- **RECORD EXTRACTS**
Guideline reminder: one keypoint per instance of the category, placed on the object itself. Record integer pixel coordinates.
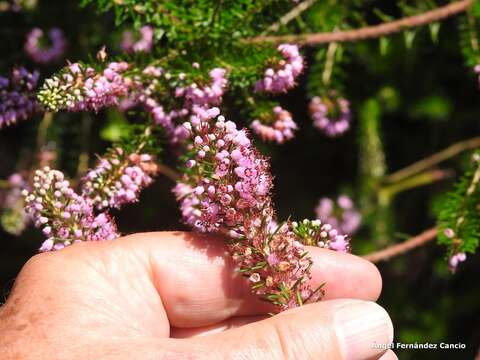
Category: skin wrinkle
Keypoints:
(85, 304)
(109, 271)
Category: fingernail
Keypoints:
(363, 329)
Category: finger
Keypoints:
(232, 323)
(199, 285)
(335, 329)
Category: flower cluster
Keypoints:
(18, 5)
(279, 128)
(331, 114)
(206, 95)
(455, 260)
(316, 233)
(281, 77)
(41, 54)
(64, 216)
(130, 44)
(476, 70)
(226, 189)
(457, 256)
(82, 88)
(13, 218)
(79, 88)
(341, 214)
(118, 178)
(17, 96)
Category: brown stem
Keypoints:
(292, 14)
(430, 161)
(370, 32)
(398, 249)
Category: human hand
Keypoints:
(174, 295)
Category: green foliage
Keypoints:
(186, 21)
(469, 30)
(459, 212)
(433, 107)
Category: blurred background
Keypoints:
(416, 96)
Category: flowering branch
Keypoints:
(398, 249)
(430, 161)
(370, 32)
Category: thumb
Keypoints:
(335, 329)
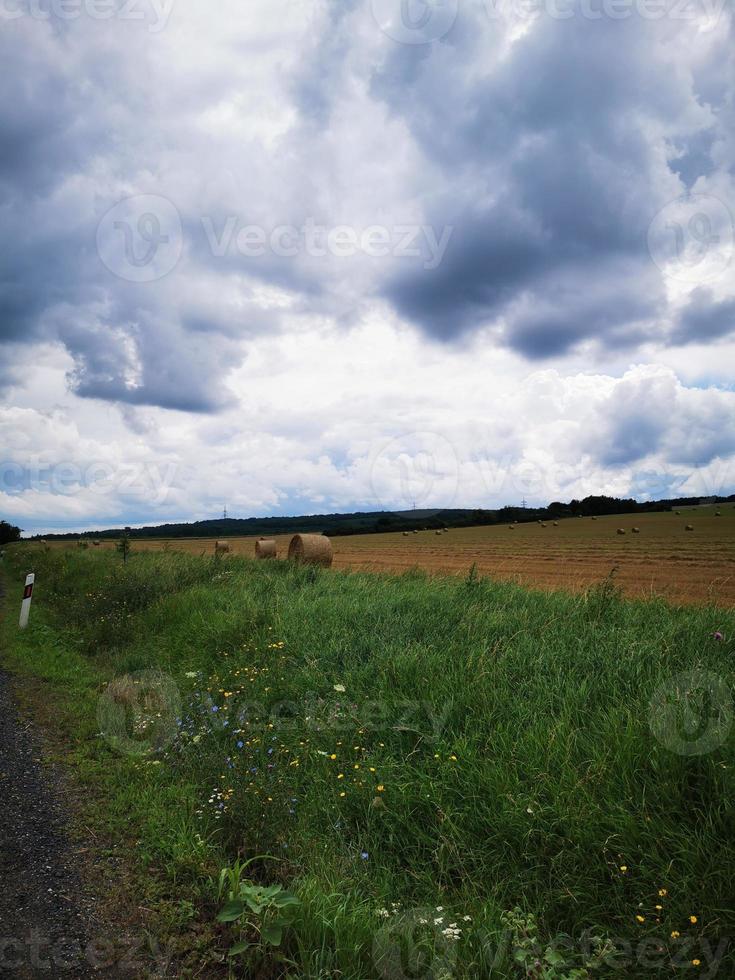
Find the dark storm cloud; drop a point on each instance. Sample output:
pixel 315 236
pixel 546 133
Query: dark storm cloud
pixel 546 158
pixel 553 178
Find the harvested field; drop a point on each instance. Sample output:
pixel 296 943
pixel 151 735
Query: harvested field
pixel 664 559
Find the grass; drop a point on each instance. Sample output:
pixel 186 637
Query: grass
pixel 492 749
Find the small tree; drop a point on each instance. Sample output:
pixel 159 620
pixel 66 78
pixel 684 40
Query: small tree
pixel 8 533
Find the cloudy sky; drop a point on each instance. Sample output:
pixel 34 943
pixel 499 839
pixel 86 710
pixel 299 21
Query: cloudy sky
pixel 302 256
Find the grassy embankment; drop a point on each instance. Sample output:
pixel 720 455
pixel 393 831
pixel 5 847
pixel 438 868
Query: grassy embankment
pixel 492 748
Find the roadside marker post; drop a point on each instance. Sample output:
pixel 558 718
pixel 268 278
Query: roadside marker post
pixel 25 606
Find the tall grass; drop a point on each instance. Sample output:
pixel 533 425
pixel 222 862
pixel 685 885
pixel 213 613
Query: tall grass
pixel 407 743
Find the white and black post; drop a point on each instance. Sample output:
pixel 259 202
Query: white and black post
pixel 25 606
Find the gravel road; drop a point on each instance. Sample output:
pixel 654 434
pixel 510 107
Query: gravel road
pixel 47 923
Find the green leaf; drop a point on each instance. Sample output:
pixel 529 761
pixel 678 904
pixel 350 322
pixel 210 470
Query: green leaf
pixel 286 899
pixel 231 911
pixel 272 933
pixel 238 948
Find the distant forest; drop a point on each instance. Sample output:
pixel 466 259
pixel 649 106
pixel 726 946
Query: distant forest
pixel 382 521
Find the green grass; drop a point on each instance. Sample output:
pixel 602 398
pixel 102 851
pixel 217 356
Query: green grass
pixel 503 739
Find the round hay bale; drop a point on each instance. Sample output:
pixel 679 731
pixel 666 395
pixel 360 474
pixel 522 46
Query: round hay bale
pixel 266 548
pixel 311 549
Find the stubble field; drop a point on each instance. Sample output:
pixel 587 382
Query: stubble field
pixel 664 559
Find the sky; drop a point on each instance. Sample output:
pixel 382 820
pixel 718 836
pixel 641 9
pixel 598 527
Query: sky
pixel 308 256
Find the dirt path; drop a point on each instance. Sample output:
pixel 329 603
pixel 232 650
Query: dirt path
pixel 47 923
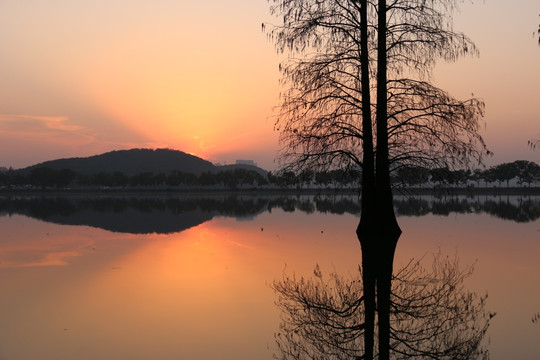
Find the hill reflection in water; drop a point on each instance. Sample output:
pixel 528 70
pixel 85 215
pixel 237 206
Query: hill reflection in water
pixel 170 214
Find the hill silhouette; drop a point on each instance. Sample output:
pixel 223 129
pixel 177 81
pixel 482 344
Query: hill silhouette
pixel 135 161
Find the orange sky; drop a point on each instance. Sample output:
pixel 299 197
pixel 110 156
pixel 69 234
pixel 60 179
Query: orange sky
pixel 79 78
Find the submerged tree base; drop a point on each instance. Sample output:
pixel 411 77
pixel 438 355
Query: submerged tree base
pixel 432 316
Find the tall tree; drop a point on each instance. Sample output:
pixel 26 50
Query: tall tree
pixel 338 49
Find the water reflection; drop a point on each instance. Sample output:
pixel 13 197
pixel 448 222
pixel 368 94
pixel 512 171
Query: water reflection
pixel 170 214
pixel 432 315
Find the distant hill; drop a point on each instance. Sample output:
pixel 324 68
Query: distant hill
pixel 135 161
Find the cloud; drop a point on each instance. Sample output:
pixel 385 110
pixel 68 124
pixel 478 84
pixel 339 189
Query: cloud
pixel 30 124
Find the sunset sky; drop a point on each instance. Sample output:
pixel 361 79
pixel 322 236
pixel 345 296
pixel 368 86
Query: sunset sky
pixel 81 77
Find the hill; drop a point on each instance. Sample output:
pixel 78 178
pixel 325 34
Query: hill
pixel 132 162
pixel 135 161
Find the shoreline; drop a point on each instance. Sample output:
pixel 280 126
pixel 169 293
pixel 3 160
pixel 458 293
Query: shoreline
pixel 412 191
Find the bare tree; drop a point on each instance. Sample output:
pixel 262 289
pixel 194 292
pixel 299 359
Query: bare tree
pixel 341 53
pixel 433 315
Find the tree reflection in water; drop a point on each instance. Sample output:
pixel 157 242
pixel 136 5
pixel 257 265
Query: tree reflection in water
pixel 433 316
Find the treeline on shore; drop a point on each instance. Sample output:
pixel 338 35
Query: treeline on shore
pixel 521 172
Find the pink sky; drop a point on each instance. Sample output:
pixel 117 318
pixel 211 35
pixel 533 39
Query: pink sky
pixel 79 78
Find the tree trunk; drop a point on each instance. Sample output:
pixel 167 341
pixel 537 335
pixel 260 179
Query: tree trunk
pixel 365 228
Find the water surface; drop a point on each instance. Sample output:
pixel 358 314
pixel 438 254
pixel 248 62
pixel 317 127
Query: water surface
pixel 188 277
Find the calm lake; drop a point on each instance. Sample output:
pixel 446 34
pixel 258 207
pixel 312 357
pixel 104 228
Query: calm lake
pixel 188 277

- **INSTRUCTIONS FOR THE TASK**
Lay out the records above as a numbered list, from the line containing "Find the grassy" down to the line containing "pixel 238 948", both included. Leave out any blank lines.

- **WORKED SOLUTION**
1. Find the grassy embankment; drop a point on each instance. Sample output:
2. pixel 720 455
3. pixel 393 831
4. pixel 5 847
5. pixel 438 868
6. Query: grassy embankment
7. pixel 492 748
8. Find the roadside marker post; drop a point on each instance. Sample output:
9. pixel 558 718
10. pixel 268 278
11. Query: roadside marker post
12. pixel 25 606
13. Find the tall grass; drop a point on each instance. Sample output:
14. pixel 533 425
15. pixel 222 862
16. pixel 685 885
17. pixel 213 613
18. Query: tall grass
19. pixel 407 743
20. Find the white and black post; drop a point on each instance. Sample output:
21. pixel 259 202
22. Query: white and black post
23. pixel 25 606
24. Find the gravel road; drop a point on each instance. Sample output:
25. pixel 654 434
26. pixel 510 107
27. Query: gravel road
28. pixel 47 923
29. Find the green leaf; drop a point on each instance. Sample output:
30. pixel 529 761
31. pixel 678 904
32. pixel 350 322
33. pixel 210 470
34. Query: green leaf
35. pixel 286 899
36. pixel 231 911
37. pixel 272 933
38. pixel 238 948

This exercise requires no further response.